## Check your understanding
1) In the commentary on Biden's choice of Kamala Harris, which high school is Harris said to have attended?
2) Render this sentence from the commentary on Biden's choice of Kamala Harris in Spanish: "So who Biden’s running mate is carries a weight both in terms of winning and governing that VP picks don’t usually have to deal with."
3) Please extend the commentary on Biden's choice of Kamala Harris, picking up right after its final sentence.

Joe Biden officially named Kamala Harris as his running mate in the 2020 US Election on August 11th. Since then, all eyes have understandably been on the California Senator and former Presidential candidate.
Biden was leading in the polls prior to the Democratic National Convention, and performed better than expected at the DNC. The former Vice President has already said that he will rely quite a bit on his VP if elected. Also, to put it as delicately as possible, if Biden wins, there is a chance that his VP pick might secure the nomination for President or the Presidency itself sooner than eight years from now.
So who Biden’s running mate is carries a weight both in terms of winning and governing that VP picks don’t usually have to deal with.
The Right and the Establishment React
Right-wing pundits have dusted off the whole “radical left agenda” chestnut, proving that they will level those claims at truly anyone the Dems put up. Also proving that actually having a radical left agenda is no more dangerous for a candidate than not, as Fox News and speakers at the Republican National Convention (RNC) will say you do regardless. But I digress…
As expected, so-called centrist Dems, or the Democratic Establishment (basically the MSNBC crowd), are all very excited and supportive of the VP choice. So are the Liberal-supporting centrists here in Canada.
They are joined, though, by more than a handful of Canadian progressives. I’m talking “I vote NDP but wish they went more left, Trudeau’s just Harper with good hair and slightly better social policies” progressives.
Not sure if it’s because, when it comes to US politics, the bar is in a much different place, or the fact that Harris is an ex-Montrealer who went to Westmount High School. I didn’t go to Westmount High myself, though quite a few friends did, and it isn’t a private school, but a public one with a bit of a rough reputation — at least it had one in the late 70s and early 80s when she attended.

## Data
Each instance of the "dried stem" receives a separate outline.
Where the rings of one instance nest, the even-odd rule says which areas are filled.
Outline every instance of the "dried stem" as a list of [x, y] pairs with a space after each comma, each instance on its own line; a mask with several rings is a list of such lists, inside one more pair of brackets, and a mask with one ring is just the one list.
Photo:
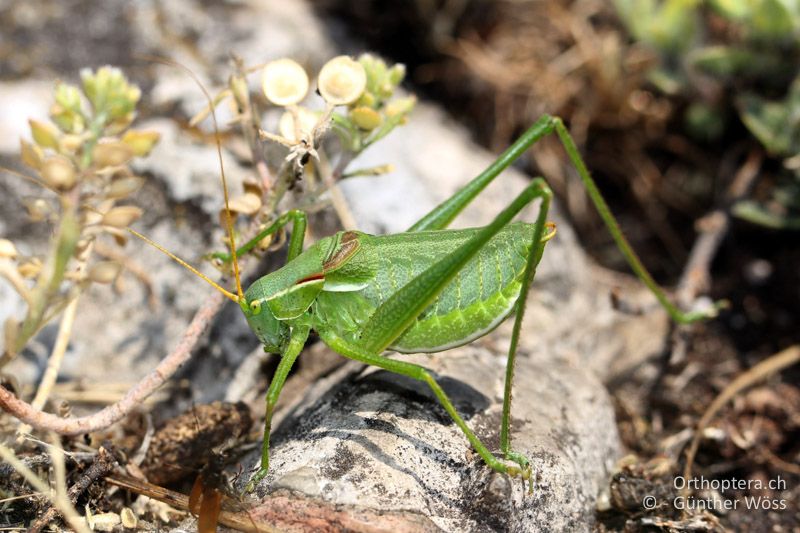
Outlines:
[[[60, 454], [58, 451], [53, 453], [54, 455], [53, 464], [58, 465], [60, 463], [61, 464], [60, 468], [63, 469], [63, 464], [64, 464], [63, 451], [61, 451], [60, 448], [57, 447], [54, 447], [53, 449], [60, 451]], [[60, 460], [58, 459], [58, 455], [60, 455]], [[111, 453], [107, 452], [105, 448], [100, 448], [94, 463], [92, 463], [92, 465], [86, 470], [86, 472], [83, 473], [80, 479], [78, 479], [78, 481], [76, 481], [69, 488], [69, 491], [66, 490], [64, 490], [63, 492], [59, 491], [64, 496], [63, 497], [64, 502], [62, 502], [62, 506], [64, 505], [64, 503], [66, 503], [68, 507], [72, 508], [72, 506], [78, 500], [78, 497], [86, 489], [88, 489], [92, 485], [92, 483], [108, 475], [112, 470], [114, 470], [116, 466], [117, 466], [117, 460], [114, 458], [114, 456]], [[64, 487], [64, 489], [66, 489], [66, 487]], [[28, 529], [28, 533], [38, 533], [42, 531], [42, 529], [44, 529], [47, 526], [47, 524], [53, 521], [53, 519], [56, 517], [56, 513], [59, 511], [63, 513], [61, 508], [57, 506], [48, 509], [47, 512], [45, 512], [41, 517], [39, 517], [38, 520], [36, 520], [36, 522], [34, 522], [31, 525], [31, 527]], [[75, 510], [73, 509], [72, 512], [75, 513]], [[75, 518], [77, 519], [78, 523], [75, 524], [73, 523], [75, 522], [75, 520], [69, 520], [70, 525], [76, 530], [88, 531], [86, 529], [86, 526], [83, 525], [83, 521], [77, 516], [77, 514], [75, 514]]]
[[[346, 160], [344, 165], [345, 167], [347, 166], [347, 163], [352, 160], [352, 158], [346, 158], [344, 156], [342, 159]], [[331, 196], [331, 204], [333, 205], [334, 211], [336, 211], [336, 215], [339, 217], [339, 222], [341, 222], [342, 228], [346, 230], [356, 229], [356, 219], [353, 216], [353, 213], [350, 211], [350, 207], [347, 205], [347, 200], [345, 199], [344, 194], [342, 194], [342, 190], [337, 185], [338, 179], [341, 178], [341, 175], [344, 172], [344, 167], [342, 167], [341, 163], [337, 165], [335, 176], [334, 172], [329, 172], [330, 165], [325, 157], [320, 156], [320, 163], [322, 163], [323, 166], [323, 168], [320, 169], [322, 182], [328, 189], [328, 193]]]
[[711, 262], [730, 227], [730, 207], [748, 194], [758, 177], [763, 159], [760, 150], [750, 152], [725, 192], [721, 205], [699, 221], [700, 235], [692, 247], [676, 291], [681, 305], [690, 306], [697, 295], [709, 287]]
[[[25, 481], [30, 483], [30, 485], [38, 492], [41, 492], [42, 494], [50, 494], [50, 488], [47, 486], [47, 484], [39, 479], [33, 470], [28, 468], [25, 463], [17, 458], [11, 449], [7, 448], [3, 444], [0, 444], [0, 458], [2, 458], [6, 463], [10, 464], [14, 470], [16, 470], [19, 475], [25, 478]], [[69, 505], [68, 503], [65, 505], [63, 501], [57, 498], [53, 498], [52, 502], [54, 508], [67, 518], [70, 526], [72, 526], [75, 531], [79, 531], [80, 533], [89, 532], [89, 529], [83, 524], [83, 521], [80, 519], [80, 517], [78, 517], [78, 514], [75, 512], [75, 509], [72, 507], [72, 505]], [[28, 531], [32, 531], [32, 529], [29, 529]]]
[[[75, 313], [77, 310], [78, 297], [76, 296], [69, 302], [61, 317], [61, 324], [59, 324], [58, 327], [58, 336], [56, 337], [53, 351], [50, 353], [50, 358], [47, 360], [47, 369], [44, 371], [42, 381], [39, 383], [39, 388], [31, 402], [31, 407], [34, 409], [41, 410], [44, 407], [45, 403], [47, 403], [48, 396], [50, 396], [50, 391], [53, 389], [56, 379], [58, 379], [58, 371], [61, 368], [61, 363], [64, 361], [64, 354], [67, 352], [67, 347], [69, 346], [69, 339], [72, 336], [72, 326], [75, 323]], [[25, 439], [25, 434], [29, 433], [30, 430], [31, 426], [28, 424], [20, 426], [18, 430], [20, 436], [17, 437], [17, 444], [22, 443], [22, 440]]]
[[182, 364], [189, 360], [198, 339], [222, 309], [224, 303], [225, 297], [222, 294], [211, 294], [195, 313], [191, 323], [184, 331], [181, 341], [172, 353], [162, 359], [158, 366], [134, 385], [119, 402], [109, 405], [97, 413], [80, 418], [64, 419], [34, 408], [3, 387], [0, 387], [0, 407], [36, 429], [55, 431], [61, 435], [80, 435], [105, 429], [139, 407], [145, 398], [163, 385]]

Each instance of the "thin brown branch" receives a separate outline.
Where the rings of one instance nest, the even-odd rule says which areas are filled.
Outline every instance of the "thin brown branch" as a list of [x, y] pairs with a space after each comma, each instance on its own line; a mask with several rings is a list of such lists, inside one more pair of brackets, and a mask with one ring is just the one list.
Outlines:
[[698, 222], [700, 235], [692, 246], [676, 291], [678, 302], [684, 307], [690, 306], [697, 295], [710, 286], [711, 262], [730, 227], [730, 206], [750, 191], [763, 159], [760, 150], [750, 152], [723, 196], [721, 205]]

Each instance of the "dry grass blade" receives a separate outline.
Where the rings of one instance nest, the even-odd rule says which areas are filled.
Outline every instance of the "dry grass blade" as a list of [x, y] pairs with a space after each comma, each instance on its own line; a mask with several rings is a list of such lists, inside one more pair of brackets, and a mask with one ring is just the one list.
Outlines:
[[[706, 427], [708, 427], [708, 424], [711, 422], [717, 412], [719, 412], [719, 410], [722, 409], [722, 407], [724, 407], [728, 401], [730, 401], [741, 391], [751, 387], [752, 385], [755, 385], [771, 374], [779, 372], [798, 362], [800, 362], [800, 345], [795, 344], [794, 346], [790, 346], [789, 348], [786, 348], [785, 350], [761, 361], [756, 366], [734, 379], [722, 390], [722, 392], [719, 393], [716, 398], [714, 398], [714, 401], [711, 402], [711, 405], [708, 406], [708, 409], [706, 409], [706, 412], [703, 413], [703, 416], [697, 423], [697, 429], [695, 430], [694, 437], [692, 438], [692, 441], [689, 444], [689, 449], [686, 452], [686, 466], [683, 470], [684, 479], [692, 478], [694, 458], [697, 454], [697, 449], [700, 446], [700, 439], [703, 436], [703, 431], [706, 429]], [[685, 490], [688, 492], [689, 489]]]

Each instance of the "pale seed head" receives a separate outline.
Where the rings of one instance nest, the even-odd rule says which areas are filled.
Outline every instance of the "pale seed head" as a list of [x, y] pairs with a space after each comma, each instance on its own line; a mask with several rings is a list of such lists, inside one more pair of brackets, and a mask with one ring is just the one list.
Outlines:
[[63, 155], [53, 155], [45, 159], [41, 174], [45, 183], [59, 191], [72, 189], [77, 181], [75, 165]]
[[367, 73], [349, 56], [334, 57], [322, 67], [317, 81], [319, 92], [331, 105], [347, 105], [358, 100], [367, 87]]
[[17, 247], [8, 239], [0, 239], [0, 258], [2, 259], [16, 259]]
[[[295, 114], [291, 111], [284, 112], [278, 122], [278, 131], [281, 136], [293, 142], [298, 142], [302, 137], [310, 137], [311, 131], [317, 124], [317, 116], [311, 111], [300, 107], [296, 109], [296, 113], [298, 122], [300, 122], [297, 125], [299, 127], [295, 125]], [[298, 133], [300, 137], [298, 137]]]
[[142, 210], [133, 205], [121, 205], [112, 208], [103, 215], [101, 223], [113, 228], [127, 228], [134, 220], [142, 216]]
[[42, 271], [42, 261], [38, 257], [34, 257], [17, 267], [17, 272], [23, 278], [35, 278]]
[[356, 107], [350, 111], [350, 118], [362, 130], [371, 131], [381, 125], [381, 114], [371, 107]]

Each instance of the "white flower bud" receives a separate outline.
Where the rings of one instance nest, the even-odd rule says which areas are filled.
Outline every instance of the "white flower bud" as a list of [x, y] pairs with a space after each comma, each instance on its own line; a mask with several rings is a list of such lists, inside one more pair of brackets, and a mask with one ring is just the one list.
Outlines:
[[358, 100], [367, 87], [367, 72], [349, 56], [334, 57], [322, 67], [317, 81], [319, 92], [331, 105], [347, 105]]
[[291, 59], [267, 63], [261, 80], [264, 95], [275, 105], [297, 104], [308, 93], [308, 75], [303, 67]]

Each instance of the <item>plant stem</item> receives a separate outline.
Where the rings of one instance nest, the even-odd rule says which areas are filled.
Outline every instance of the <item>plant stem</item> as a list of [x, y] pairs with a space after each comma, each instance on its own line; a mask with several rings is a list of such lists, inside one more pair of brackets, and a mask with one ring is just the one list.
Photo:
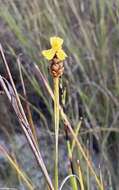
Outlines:
[[59, 77], [54, 78], [55, 190], [58, 190]]

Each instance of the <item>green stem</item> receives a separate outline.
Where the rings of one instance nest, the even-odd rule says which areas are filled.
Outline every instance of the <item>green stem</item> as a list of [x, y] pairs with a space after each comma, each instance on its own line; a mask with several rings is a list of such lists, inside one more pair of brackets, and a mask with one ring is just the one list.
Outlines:
[[58, 190], [59, 77], [54, 78], [55, 190]]

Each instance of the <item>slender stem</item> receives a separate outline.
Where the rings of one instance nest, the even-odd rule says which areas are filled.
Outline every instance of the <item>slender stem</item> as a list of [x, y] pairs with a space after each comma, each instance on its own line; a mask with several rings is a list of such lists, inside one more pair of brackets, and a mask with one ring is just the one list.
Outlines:
[[54, 78], [55, 190], [58, 190], [59, 77]]

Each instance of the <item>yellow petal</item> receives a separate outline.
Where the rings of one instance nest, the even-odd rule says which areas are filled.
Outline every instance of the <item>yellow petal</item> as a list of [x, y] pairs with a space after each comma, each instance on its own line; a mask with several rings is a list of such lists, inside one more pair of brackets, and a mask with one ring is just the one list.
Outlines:
[[57, 53], [56, 53], [57, 57], [63, 61], [65, 60], [65, 58], [67, 57], [67, 54], [64, 52], [63, 49], [60, 49]]
[[59, 37], [51, 37], [50, 38], [50, 43], [51, 43], [52, 48], [55, 51], [58, 51], [62, 47], [63, 39], [59, 38]]
[[55, 55], [55, 51], [54, 49], [48, 49], [48, 50], [43, 50], [42, 51], [42, 55], [48, 59], [48, 60], [51, 60], [53, 59], [54, 55]]

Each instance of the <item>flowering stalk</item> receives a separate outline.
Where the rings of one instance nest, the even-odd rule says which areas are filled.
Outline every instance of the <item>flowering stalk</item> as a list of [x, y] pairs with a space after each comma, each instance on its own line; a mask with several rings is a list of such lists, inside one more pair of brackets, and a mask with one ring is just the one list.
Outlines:
[[54, 78], [55, 189], [58, 190], [59, 77]]
[[67, 57], [62, 49], [63, 39], [50, 38], [51, 49], [42, 51], [44, 57], [52, 60], [50, 72], [54, 82], [54, 125], [55, 125], [55, 190], [58, 190], [58, 136], [59, 136], [59, 77], [63, 74], [63, 60]]

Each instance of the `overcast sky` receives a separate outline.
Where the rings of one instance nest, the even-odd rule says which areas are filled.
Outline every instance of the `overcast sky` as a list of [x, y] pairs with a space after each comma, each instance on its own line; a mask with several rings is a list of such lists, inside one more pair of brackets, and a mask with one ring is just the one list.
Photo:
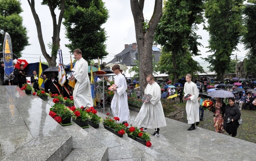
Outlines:
[[[50, 53], [50, 50], [47, 46], [47, 44], [52, 42], [51, 38], [53, 35], [52, 20], [50, 11], [47, 6], [41, 5], [42, 0], [35, 1], [35, 10], [41, 22], [44, 41], [46, 47], [46, 50], [48, 53]], [[120, 52], [124, 49], [125, 44], [131, 44], [136, 42], [136, 41], [134, 22], [131, 11], [130, 1], [103, 0], [103, 1], [105, 3], [105, 6], [109, 10], [110, 17], [106, 23], [102, 25], [102, 27], [105, 28], [107, 36], [108, 37], [105, 44], [107, 45], [106, 51], [109, 53], [106, 58], [102, 61], [108, 62], [114, 58], [115, 55]], [[31, 44], [23, 51], [23, 54], [22, 58], [26, 59], [29, 63], [35, 62], [39, 61], [39, 56], [41, 55], [41, 61], [46, 61], [42, 55], [34, 20], [27, 0], [21, 0], [21, 1], [22, 7], [24, 11], [21, 14], [21, 16], [23, 18], [23, 24], [27, 28], [28, 31], [28, 36], [29, 38], [29, 43]], [[154, 0], [145, 1], [143, 12], [145, 19], [150, 20], [151, 18], [154, 2]], [[58, 11], [56, 12], [57, 17], [58, 17], [59, 13]], [[208, 63], [204, 62], [204, 60], [200, 57], [205, 57], [211, 53], [206, 52], [208, 49], [205, 47], [208, 46], [209, 34], [206, 31], [202, 30], [202, 25], [199, 26], [200, 29], [197, 33], [202, 36], [202, 39], [199, 41], [202, 43], [204, 48], [199, 48], [201, 51], [200, 53], [202, 55], [195, 57], [195, 59], [200, 62], [201, 65], [205, 69], [205, 67], [208, 66]], [[64, 64], [67, 64], [70, 62], [70, 53], [69, 49], [64, 45], [69, 43], [68, 40], [65, 38], [65, 32], [64, 25], [62, 24], [60, 35], [60, 47], [63, 54]], [[158, 47], [160, 47], [160, 46]], [[238, 58], [243, 59], [245, 52], [242, 49], [243, 46], [240, 45], [238, 47], [240, 51], [235, 52], [233, 53], [235, 54], [237, 54]], [[73, 60], [73, 56], [72, 58]], [[57, 61], [58, 64], [58, 59]]]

## Answers for the exercise
1) Westmount High School

2) Así que quién sea el compañero de fórmula de Biden tiene un peso, tanto en términos de ganar como de gobernar, con el que las elecciones de vicepresidente no suelen tener que lidiar.

3)
When it comes to American progressives, the VP nod has split opinion into three camps:
Kamala the Cop
Some have brought back the “Kamala is a Cop” narrative, to remind people of her significantly less-than-stellar criminal justice record as both a District Attorney and the California Attorney General. Given that she once referred to herself as the “top cop” in the state, you can’t really say the charge is unfair.
Harris’ time as a prosecutor has been both decried as regressive and even hailed as progressive. Democracy Now recently had two guests on that outlined their points.
Given the current climate, Harris’ record, when combined with Biden’s co-authorship of the 1994 Crime Bill, puts up a couple of red flags progressives find hard to ignore. And many aren’t.
It’s also what might help deflect any last-ditch attacks from the Trump camp. With the current President’s COVID-19 response failing across the board, the Law and Order card is the last one he has to play, and it may backfire if he tries to play it against former prosecutor Harris.
Kamala the Progressive Senator and Paradigm Breaker
Harris is both the first black woman and the first Asian-American to be a major party nominee for the Executive Branch. So this would be a paradigm-breaking administration, which is needed, especially given the rise of white nationalism under Trump.
That, along with the argument that her Senate record on Criminal Justice Reform, which many argue is significantly more progressive than her prosecutorial one, has some on the left genuinely excited by her candidacy. This includes some you wouldn’t expect.
In 2018, Black Lives Matter activist Shaun King said that the two candidates he would not support with 99% certainty were Joe Biden and Kamala Harris. Good thing he didn’t say 100% because last week he tweeted this:
Kamala the Better Opponent
There’s another line of thinking espoused by some progressives, including hosts on The Young Turks and by me, at least in solidarity. I can’t vote in the US Election, but if I could, this would be my stance.
Put simply, it poses the question: Who would you rather fight for four years?
Joe Biden is clearly not in the progressive camp of the Democratic Party, far from it. But he is someone who listens to people in the room.
Kamala Harris may have a few more progressive bona fides than her running mate, but she is also far from an ideal lefty choice. She is, however, also someone who knows how to read the room and who acts accordingly.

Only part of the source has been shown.